:: What is being asked ::
For the string "frame", search the entries below and copy every line where it appears.

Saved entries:
★ ★ ★ ★

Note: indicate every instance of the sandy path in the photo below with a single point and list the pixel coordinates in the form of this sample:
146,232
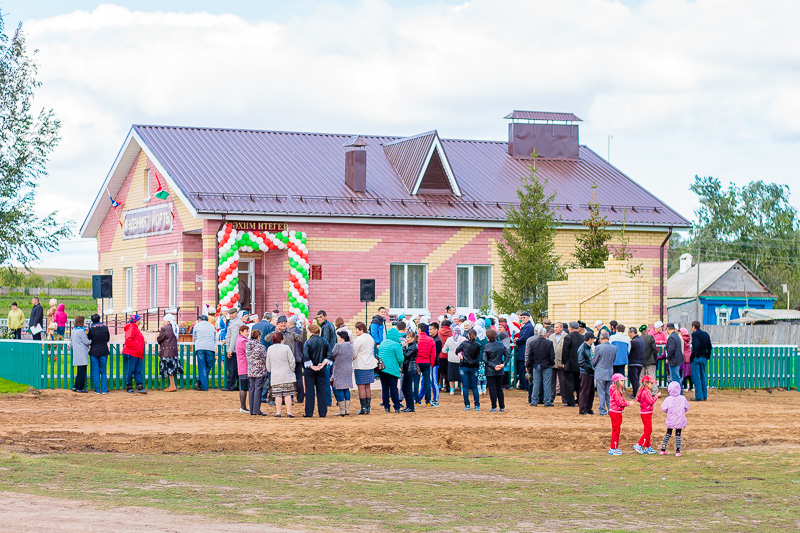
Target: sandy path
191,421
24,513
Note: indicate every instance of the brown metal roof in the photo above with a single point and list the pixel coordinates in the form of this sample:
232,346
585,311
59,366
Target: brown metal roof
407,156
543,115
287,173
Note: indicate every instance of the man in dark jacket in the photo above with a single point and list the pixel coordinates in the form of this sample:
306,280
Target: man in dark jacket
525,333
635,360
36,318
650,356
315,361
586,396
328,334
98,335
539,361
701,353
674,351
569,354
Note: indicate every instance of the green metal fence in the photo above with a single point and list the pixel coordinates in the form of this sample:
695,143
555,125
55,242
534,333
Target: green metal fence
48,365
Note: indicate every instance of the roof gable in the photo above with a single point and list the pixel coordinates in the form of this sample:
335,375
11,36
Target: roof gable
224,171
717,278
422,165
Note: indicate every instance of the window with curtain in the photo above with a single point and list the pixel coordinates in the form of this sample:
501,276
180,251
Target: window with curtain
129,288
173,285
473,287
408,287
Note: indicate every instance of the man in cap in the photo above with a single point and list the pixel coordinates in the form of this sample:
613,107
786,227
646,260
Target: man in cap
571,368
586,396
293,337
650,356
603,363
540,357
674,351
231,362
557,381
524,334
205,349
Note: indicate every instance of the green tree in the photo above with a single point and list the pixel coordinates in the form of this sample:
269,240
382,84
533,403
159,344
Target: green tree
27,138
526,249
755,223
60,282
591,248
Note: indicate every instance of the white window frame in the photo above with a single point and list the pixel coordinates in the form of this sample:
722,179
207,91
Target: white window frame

★ ★ ★ ★

:: Response to the exercise ::
Note: indicate every instance of the white window frame in the photo above with a single point and list the pixel coordinates in the form of this sample:
Target: white window frame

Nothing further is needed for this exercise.